◆ EXERCISE AIM ◆
A complete response lists each line of the data below that includes the word "positive".

◆ INFORMATION ◆

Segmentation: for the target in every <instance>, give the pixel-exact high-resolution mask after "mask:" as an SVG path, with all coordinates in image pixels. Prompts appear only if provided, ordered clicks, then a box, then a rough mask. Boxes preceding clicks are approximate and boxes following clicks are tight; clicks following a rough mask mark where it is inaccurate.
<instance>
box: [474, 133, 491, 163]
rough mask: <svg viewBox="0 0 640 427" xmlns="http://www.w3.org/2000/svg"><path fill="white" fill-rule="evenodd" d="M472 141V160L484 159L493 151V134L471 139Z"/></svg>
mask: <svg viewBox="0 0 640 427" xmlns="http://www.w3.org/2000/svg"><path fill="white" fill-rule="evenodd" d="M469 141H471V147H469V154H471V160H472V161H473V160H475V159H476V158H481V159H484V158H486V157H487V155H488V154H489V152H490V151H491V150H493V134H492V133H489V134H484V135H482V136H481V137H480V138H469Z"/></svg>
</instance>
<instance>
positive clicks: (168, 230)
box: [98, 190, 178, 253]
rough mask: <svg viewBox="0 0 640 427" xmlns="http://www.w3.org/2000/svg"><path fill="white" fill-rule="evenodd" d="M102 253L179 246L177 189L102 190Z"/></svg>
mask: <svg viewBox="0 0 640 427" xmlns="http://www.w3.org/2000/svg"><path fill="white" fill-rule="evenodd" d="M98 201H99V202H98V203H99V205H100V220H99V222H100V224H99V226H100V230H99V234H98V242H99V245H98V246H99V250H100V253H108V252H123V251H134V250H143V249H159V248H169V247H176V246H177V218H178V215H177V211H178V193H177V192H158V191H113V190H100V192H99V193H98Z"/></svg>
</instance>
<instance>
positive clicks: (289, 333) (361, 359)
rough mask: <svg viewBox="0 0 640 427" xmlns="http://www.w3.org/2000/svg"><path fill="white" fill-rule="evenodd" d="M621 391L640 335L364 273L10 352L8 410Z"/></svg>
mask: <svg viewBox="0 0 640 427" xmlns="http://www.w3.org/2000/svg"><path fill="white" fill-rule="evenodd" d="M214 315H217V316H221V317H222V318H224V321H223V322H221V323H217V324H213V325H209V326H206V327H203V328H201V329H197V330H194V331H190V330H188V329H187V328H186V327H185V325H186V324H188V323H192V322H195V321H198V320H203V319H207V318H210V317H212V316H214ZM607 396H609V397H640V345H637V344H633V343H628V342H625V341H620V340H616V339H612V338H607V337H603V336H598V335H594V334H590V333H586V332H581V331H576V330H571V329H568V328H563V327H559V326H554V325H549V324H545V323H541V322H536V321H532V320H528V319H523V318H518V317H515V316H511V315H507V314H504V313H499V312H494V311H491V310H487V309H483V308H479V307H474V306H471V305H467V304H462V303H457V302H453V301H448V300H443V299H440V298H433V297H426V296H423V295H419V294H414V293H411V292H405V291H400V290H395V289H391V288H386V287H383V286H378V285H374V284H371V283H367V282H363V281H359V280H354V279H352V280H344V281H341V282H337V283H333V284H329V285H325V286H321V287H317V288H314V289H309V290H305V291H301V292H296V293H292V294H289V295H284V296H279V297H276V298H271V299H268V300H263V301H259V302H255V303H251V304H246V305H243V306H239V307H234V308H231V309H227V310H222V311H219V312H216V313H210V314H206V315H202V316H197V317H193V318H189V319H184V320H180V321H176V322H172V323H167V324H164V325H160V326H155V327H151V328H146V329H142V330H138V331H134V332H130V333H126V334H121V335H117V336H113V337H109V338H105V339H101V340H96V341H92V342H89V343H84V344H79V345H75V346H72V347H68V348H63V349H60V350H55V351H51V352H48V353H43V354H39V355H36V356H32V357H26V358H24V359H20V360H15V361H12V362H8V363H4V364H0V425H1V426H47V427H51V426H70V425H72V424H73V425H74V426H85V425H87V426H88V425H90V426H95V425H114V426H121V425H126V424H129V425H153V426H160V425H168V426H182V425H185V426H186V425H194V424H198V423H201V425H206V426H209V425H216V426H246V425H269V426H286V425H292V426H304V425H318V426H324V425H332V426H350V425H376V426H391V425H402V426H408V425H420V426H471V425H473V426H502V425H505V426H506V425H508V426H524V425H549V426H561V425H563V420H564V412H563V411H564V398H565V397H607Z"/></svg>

◆ RESULT OF THE EXERCISE ◆
positive clicks: (168, 230)
positive clicks: (289, 333) (361, 359)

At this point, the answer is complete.